- _GIVEN REQUEST_:
Rewrite everything from the line containing "As a warehouse robot's perception module, locate orange" down to the end of the records, requests included, and multiply every bounding box coordinate in the answers by 2.5, rounding to whole numbers with halves going up.
Start of EXCERPTED RECORDS
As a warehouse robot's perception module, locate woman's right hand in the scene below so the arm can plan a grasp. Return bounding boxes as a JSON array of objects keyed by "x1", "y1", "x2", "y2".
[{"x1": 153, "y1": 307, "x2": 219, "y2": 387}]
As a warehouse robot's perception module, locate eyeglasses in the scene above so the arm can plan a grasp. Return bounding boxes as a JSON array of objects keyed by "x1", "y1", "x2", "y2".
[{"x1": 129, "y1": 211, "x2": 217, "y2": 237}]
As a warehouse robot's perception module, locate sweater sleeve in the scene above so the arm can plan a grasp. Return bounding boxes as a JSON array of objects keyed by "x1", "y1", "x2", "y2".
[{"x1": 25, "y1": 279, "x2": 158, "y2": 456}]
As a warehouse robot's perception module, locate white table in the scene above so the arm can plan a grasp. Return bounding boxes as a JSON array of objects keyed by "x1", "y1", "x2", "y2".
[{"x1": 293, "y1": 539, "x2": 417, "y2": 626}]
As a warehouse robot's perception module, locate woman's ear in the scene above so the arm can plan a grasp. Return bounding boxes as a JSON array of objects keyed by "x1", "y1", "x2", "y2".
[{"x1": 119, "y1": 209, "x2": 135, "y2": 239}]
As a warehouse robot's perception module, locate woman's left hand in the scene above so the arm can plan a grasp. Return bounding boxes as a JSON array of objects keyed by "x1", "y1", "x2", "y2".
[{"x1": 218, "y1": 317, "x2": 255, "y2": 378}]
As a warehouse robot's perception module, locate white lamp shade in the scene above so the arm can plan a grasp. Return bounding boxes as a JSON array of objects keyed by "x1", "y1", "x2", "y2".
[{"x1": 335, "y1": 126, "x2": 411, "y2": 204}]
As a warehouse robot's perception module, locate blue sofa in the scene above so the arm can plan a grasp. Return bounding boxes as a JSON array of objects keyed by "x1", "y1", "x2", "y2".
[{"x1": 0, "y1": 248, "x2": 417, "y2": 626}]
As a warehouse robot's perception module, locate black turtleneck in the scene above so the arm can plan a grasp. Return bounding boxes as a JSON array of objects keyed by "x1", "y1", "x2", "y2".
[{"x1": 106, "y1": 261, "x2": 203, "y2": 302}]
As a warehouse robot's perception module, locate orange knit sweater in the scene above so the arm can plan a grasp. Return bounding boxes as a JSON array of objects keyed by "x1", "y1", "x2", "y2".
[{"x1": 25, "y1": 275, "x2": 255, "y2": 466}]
End of EXCERPTED RECORDS
- _ANSWER TO THE TASK_:
As a warehouse robot's perception module, locate orange knit sweater in the scene above so the arm can plan a grasp. Return bounding boxes as a JSON array of objects keyed by "x1", "y1", "x2", "y2".
[{"x1": 63, "y1": 688, "x2": 638, "y2": 1165}]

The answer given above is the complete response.